[Start Text passage]
Now, look. I'm not (much of) a pedant but I do like a degree of linguistic correctness or at the very least, control. I have no desire to see our language stagnate but I do wish you to have the tools of your trade and be able to use them correctly.
Therefore, here begins a series of mini-posts, each aiming to set you straight on the correct use of a word which is often used wrongly. It also gives me a chance to ride a few hobby horses into the sunset and to invite you to join The Crabbit Sticklers Club.
First up is decimate. I am going to begin a little campaign to raise awareness of the inadvertently ludicrous misuse of this word.
Decimate does not mean "reduce to a tenth of its former self". It means, "reduce BY a tenth." Originally, it meant to kill one man in every ten of a mutinous army. Charming.
Therefore, if you say, "OMG, I have completely decimated that bar of chocolate," my response would be, "Gosh, how very abstemious. Why didn't you have more?" And you'd look at me strangely.
So, next time you want to say that something was almost destroyed or at least terribly badly affected, you do yourself no favours by using decimated. If you see me a few other sticklers suppressing a knowing smile, I apologise. A bit. But you may now join the Crabbit Sticklers Club.
On the other hand, I'm no tyrant: if you want to carry on using decimate wrongly, you may. But I think you'll find you no longer want to.
Brainwashed. Bwahahahaha.
28 comments:
Miaou! Would you care to come and teach word-power skills to the journalists of our state newspaper? They use "decimate" and "goaled" and "powered through" and some other unlikely words.
Words change their meanings through time, don't they? Webster's dictionary has two meanings - the first exactly as you say - and the other meaning - to wreak havoc.
All synonyms are to do with the wreaking havoc bit, rather than the other.
I will find another word from now on, just in case a reader has a classical education and assumes I mean less havoc than I actually do.
Fascinating stuff though, reading up, I had no idea the process of decimation was still carried out both in WWI and WWII. Frightening stuff. Thanks for the thoughts!
[End Text passage]
[Start Data for the task]
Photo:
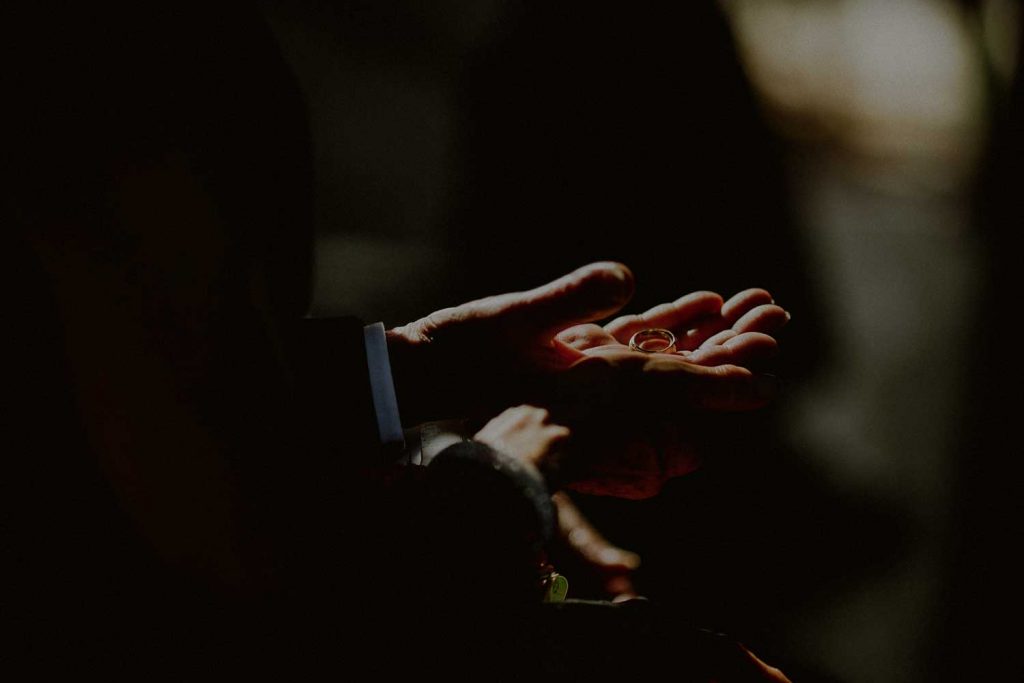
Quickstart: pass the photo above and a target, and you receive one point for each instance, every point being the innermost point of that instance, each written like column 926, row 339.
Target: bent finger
column 679, row 315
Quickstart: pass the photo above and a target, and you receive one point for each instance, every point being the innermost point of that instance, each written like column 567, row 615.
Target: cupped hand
column 709, row 331
column 637, row 417
column 478, row 357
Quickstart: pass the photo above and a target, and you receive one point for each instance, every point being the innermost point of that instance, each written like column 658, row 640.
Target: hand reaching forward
column 629, row 410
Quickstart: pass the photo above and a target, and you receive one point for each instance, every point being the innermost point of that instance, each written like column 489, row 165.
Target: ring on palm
column 654, row 340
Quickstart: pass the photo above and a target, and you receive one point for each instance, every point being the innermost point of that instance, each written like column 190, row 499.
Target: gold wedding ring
column 654, row 340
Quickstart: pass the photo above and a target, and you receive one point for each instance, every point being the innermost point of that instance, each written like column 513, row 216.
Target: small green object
column 558, row 588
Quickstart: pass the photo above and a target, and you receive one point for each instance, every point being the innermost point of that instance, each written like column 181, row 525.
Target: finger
column 704, row 331
column 742, row 349
column 739, row 303
column 766, row 318
column 585, row 540
column 587, row 294
column 765, row 672
column 723, row 387
column 720, row 338
column 678, row 315
column 582, row 337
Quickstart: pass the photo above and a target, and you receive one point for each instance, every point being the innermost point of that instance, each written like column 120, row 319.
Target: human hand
column 731, row 337
column 582, row 548
column 478, row 357
column 538, row 347
column 524, row 433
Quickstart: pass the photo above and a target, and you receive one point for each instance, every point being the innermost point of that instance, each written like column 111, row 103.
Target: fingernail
column 766, row 386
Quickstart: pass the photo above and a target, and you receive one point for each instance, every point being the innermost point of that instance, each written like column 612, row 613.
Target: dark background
column 857, row 159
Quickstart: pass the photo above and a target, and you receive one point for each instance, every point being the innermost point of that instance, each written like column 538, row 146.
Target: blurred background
column 858, row 158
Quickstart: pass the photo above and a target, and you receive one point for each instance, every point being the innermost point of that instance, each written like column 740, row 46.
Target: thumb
column 587, row 294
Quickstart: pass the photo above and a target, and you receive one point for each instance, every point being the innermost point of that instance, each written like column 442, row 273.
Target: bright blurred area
column 884, row 108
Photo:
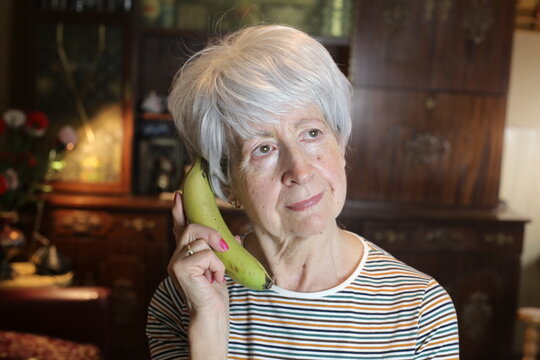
[End Data for the task]
* _Problem set_
1 - Answer these questions about the blog post on the word decimate, using the post and its comments:
(a) What did decimate originally mean?
(b) What club does the writer invite readers to join?
(c) Which three words or phrases does the first commenter say the journalists of their state newspaper use?
2 - How many lines of the listing contain the string "background"? Case counts, and the reply should be the number alone.

* _Final answers_
1 -
(a) To kill one man in every ten of a mutinous army.
(b) The Crabbit Sticklers Club.
(c) "Decimate," "goaled," and "powered through."

2 - 2